▶ **TASK INSTRUCTIONS**
Could you set down every entry below exactly as it is?

▶ **PROVIDED RECORDS**
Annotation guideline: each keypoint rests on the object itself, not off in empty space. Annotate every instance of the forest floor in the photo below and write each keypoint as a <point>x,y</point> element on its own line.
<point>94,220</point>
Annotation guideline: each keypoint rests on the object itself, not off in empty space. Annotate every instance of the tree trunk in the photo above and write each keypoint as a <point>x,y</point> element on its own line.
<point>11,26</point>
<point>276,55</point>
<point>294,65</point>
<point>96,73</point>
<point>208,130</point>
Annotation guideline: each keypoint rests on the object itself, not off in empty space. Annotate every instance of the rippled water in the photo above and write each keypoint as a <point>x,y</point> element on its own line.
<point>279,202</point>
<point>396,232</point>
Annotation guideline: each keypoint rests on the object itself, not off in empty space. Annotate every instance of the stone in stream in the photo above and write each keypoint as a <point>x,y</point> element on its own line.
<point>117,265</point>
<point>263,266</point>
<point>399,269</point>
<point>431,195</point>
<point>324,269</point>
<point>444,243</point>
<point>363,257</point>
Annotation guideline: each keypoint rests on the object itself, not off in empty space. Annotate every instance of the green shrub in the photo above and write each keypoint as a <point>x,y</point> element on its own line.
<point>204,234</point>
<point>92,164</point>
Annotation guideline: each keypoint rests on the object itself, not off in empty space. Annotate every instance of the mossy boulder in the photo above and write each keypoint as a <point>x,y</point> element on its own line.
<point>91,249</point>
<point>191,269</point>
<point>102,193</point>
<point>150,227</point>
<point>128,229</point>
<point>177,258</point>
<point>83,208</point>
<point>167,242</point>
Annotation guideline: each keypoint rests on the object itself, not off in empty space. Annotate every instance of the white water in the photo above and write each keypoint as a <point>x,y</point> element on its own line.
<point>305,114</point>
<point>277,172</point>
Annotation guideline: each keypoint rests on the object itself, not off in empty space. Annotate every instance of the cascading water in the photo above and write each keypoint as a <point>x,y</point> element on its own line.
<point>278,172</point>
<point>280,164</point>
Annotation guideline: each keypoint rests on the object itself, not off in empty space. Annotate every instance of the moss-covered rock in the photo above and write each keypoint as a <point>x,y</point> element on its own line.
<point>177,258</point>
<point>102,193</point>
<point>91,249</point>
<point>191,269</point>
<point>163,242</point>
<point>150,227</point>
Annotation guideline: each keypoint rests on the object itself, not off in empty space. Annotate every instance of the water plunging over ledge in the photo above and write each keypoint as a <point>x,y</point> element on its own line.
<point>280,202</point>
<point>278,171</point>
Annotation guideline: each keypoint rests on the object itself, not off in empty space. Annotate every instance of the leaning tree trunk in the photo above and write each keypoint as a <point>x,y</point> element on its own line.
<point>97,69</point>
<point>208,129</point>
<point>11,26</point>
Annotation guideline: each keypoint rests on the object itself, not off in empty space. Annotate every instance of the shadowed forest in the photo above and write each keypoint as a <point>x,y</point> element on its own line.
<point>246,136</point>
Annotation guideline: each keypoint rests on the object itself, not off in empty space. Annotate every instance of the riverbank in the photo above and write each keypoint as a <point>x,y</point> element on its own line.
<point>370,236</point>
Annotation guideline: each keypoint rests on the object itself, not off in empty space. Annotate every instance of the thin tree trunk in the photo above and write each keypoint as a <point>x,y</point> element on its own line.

▶ **SOLUTION TO THIS PROBLEM**
Annotation guideline: each keypoint rests on the object itself, not off in empty space. Annotate every instance of the forest floor in the photo below and write each keypoint as a <point>x,y</point> element on its own line.
<point>94,220</point>
Annotation guideline: each keypoint rests on the object itself, not off in empty space. Annotate every instance of the tree trunk in the photo above and write each keypoint as a <point>x,y</point> element on its own line.
<point>11,26</point>
<point>276,55</point>
<point>294,65</point>
<point>96,73</point>
<point>208,130</point>
Annotation guideline: each keypoint rests on the object itself, not off in empty space. Annotate every instance of the rippled water in the photo above and write each keypoint as a <point>x,y</point> element on its own line.
<point>279,202</point>
<point>396,232</point>
Annotation guideline: each keypoint rests on the object itself, not off in empty space. Annotate every instance of the stone in stream in the photo above and write each keypoint as a <point>x,y</point> element on its own line.
<point>117,265</point>
<point>263,266</point>
<point>399,269</point>
<point>431,195</point>
<point>324,269</point>
<point>444,243</point>
<point>363,257</point>
Annotation guideline: each keypoint rests on the object itself, not off in empty space. Annotate every instance of the green shrub in the photo above and write each keypoint as a <point>x,y</point> element on its own line.
<point>204,234</point>
<point>92,164</point>
Annotation guideline: each keypoint rests on the object itself, not off in empty space. Annotate every instance of the mossy boulder in the photo above and write each keypoint as a <point>x,y</point> element on its own line.
<point>91,249</point>
<point>191,269</point>
<point>102,193</point>
<point>150,227</point>
<point>128,229</point>
<point>177,258</point>
<point>83,208</point>
<point>167,242</point>
Annotation guideline: each keypoint rests on the object itself, not off in empty space. Annotate every instance of the white water in the photo above and write each keypoint as a <point>x,y</point> element on its own line.
<point>305,114</point>
<point>277,172</point>
Annotation guideline: each keypoint rests on the object itself, not off in empty space. Annotate every instance of the cascading water in the photo above and write each keypoint as a <point>x,y</point> element on its own line.
<point>278,172</point>
<point>280,164</point>
Annotation guideline: each keypoint rests on the object itself, not off in empty space. Annotate every instance of the moss-covered rock in the photo above and write each keypoint as a <point>x,y</point> element on its own line.
<point>177,258</point>
<point>102,193</point>
<point>91,249</point>
<point>191,269</point>
<point>163,242</point>
<point>150,227</point>
Annotation guideline: each keypoint rests on the object itself, not off in empty space. Annotate every instance of the water plunging over ledge in the photo above and write each keypoint as a <point>x,y</point> element on its own line.
<point>280,202</point>
<point>278,171</point>
Annotation guideline: each keypoint rests on the object itself, not off in empty space. Annotate every instance of the leaning tree trunk in the photo above and write each keypoint as a <point>x,y</point> element on its own line.
<point>97,69</point>
<point>208,129</point>
<point>11,26</point>
Annotation guideline: each keypoint rests on the object itself, not off in empty space. Annotate every instance of the shadowed forest in the photo above and write each keypoint as a <point>x,y</point> element on its own line.
<point>246,136</point>
Annotation guideline: each keypoint rests on the object itself, not off in empty space. Annotate every instance of the riverbank in the photo above and write each keypoint as a <point>x,y</point> element on its own line.
<point>370,236</point>
Annotation guideline: each keypoint rests on the object itself, not off in empty space. Annotate every instance of the thin tree trunk in the photo above and write each keypoint as a <point>x,y</point> element on its own line.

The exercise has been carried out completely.